» **Problem requirements**
What is needed is every line of the material that contains "wild".

» **Data provided**
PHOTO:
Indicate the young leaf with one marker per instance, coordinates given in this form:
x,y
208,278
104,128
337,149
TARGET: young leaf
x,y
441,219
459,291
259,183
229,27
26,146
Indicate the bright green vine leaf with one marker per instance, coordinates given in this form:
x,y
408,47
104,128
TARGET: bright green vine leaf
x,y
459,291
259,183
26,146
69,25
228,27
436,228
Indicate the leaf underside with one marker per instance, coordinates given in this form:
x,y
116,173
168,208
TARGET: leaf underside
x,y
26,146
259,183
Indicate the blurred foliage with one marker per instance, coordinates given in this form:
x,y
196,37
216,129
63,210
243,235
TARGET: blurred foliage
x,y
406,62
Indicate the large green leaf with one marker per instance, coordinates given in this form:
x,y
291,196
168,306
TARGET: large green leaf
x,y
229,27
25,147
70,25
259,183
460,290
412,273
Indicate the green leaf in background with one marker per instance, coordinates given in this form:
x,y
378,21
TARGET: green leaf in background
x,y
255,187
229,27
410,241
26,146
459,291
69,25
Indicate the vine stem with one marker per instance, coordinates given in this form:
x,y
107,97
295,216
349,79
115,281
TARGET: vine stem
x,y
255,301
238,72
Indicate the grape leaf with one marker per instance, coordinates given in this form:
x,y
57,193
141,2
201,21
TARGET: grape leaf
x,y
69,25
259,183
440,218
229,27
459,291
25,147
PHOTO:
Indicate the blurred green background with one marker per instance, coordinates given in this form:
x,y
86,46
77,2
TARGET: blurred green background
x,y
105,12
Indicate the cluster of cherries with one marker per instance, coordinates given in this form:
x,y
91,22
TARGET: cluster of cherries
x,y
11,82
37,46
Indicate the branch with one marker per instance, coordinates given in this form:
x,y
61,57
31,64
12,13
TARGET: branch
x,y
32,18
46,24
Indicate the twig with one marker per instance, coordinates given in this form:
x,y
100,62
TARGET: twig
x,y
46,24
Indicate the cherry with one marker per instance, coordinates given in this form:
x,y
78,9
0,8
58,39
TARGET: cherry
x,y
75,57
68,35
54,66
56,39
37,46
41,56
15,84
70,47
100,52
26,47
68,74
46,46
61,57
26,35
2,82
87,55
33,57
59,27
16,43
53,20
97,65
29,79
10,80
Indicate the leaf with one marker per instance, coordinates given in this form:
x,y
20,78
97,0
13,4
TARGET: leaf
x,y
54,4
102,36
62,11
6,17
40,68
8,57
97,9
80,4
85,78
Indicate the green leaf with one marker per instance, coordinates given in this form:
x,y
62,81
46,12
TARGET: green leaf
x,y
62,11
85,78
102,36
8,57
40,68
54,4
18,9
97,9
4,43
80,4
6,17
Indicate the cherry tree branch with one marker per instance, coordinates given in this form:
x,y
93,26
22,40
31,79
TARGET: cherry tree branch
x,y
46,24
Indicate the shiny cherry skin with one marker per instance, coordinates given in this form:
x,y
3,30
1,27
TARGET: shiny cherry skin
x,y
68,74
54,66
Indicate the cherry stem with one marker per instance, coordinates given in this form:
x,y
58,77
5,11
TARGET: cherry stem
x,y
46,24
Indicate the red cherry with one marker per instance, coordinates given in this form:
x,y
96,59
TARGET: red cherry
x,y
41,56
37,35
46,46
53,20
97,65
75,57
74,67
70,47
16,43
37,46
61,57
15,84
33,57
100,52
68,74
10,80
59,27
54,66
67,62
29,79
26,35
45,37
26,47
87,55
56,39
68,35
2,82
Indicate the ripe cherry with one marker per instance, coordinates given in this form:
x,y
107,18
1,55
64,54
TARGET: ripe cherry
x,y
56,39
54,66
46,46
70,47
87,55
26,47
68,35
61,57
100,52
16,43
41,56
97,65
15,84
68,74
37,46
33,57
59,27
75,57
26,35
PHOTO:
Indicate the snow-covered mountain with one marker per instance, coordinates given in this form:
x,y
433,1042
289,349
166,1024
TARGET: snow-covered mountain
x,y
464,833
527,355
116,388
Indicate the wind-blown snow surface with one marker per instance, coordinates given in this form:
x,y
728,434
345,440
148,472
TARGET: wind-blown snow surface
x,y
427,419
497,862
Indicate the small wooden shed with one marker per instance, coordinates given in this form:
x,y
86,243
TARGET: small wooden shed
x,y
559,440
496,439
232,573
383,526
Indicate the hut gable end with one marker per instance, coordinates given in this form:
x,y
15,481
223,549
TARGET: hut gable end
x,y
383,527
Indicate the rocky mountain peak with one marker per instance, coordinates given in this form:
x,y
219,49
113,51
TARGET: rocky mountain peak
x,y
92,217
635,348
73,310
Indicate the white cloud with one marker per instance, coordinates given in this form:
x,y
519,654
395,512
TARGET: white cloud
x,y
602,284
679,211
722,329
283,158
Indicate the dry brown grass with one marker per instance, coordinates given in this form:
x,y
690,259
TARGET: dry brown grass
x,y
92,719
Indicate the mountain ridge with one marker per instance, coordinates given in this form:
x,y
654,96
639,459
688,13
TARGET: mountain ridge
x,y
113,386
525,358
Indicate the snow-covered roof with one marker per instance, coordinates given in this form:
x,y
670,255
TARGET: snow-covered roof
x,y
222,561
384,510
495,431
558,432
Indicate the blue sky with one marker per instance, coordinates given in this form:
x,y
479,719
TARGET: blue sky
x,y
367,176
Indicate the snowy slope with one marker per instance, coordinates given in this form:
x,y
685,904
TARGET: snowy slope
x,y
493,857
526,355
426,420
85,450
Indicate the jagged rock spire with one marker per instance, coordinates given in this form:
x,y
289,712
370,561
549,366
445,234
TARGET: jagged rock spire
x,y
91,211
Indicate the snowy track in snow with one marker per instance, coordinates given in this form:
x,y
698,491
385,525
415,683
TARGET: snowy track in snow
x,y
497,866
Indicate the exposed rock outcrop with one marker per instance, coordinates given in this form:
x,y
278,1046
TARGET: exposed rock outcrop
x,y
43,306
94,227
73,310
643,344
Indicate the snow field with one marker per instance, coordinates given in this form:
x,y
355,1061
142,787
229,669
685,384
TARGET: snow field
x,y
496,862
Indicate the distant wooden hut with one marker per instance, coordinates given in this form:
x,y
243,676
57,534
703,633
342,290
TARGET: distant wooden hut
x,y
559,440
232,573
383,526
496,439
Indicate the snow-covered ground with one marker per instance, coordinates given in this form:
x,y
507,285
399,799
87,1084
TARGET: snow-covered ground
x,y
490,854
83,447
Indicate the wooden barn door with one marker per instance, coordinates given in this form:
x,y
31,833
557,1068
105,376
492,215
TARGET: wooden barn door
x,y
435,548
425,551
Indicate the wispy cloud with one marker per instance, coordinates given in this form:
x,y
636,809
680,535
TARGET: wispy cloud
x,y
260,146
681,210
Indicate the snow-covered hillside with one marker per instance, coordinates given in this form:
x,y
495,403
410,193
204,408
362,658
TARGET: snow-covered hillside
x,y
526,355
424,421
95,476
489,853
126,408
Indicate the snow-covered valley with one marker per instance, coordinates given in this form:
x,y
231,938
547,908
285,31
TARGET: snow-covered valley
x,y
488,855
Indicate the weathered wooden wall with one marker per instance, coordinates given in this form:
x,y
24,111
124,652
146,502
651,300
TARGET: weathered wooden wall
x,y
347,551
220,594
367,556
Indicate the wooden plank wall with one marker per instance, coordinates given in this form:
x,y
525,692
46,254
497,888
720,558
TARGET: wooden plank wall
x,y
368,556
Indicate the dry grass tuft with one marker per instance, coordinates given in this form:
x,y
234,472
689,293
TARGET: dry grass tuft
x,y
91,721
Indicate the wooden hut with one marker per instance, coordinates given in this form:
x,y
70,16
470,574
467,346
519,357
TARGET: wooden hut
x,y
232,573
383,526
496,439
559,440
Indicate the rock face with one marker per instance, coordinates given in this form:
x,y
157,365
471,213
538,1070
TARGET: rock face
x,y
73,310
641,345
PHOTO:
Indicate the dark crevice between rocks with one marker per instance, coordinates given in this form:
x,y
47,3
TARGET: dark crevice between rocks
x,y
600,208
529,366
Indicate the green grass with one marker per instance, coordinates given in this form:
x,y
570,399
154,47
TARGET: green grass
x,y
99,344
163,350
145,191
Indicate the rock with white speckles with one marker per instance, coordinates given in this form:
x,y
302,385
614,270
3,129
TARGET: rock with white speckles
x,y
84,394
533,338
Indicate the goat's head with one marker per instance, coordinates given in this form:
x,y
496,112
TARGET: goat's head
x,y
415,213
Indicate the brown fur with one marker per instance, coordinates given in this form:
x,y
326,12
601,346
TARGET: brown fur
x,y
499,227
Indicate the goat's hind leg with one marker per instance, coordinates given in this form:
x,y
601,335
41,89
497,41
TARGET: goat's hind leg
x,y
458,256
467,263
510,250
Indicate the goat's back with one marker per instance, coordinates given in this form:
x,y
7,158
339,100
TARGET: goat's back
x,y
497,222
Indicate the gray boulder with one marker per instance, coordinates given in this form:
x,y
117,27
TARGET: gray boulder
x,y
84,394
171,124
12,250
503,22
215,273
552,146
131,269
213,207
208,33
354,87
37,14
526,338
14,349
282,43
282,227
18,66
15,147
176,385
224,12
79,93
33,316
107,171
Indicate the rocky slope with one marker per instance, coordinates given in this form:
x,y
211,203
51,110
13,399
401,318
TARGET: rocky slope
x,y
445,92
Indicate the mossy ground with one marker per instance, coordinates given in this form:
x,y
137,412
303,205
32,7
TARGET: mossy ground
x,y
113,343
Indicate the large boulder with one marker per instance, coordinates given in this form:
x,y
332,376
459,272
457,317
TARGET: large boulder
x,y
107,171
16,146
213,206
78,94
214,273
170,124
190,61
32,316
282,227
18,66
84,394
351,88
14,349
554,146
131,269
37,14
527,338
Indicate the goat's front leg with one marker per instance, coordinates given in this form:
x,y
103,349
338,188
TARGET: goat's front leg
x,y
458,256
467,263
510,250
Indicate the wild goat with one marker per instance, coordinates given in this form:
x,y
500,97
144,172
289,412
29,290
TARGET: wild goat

» **Solution**
Indicate the wild goat with one marker per instance, coordinates given in this form:
TARGET: wild goat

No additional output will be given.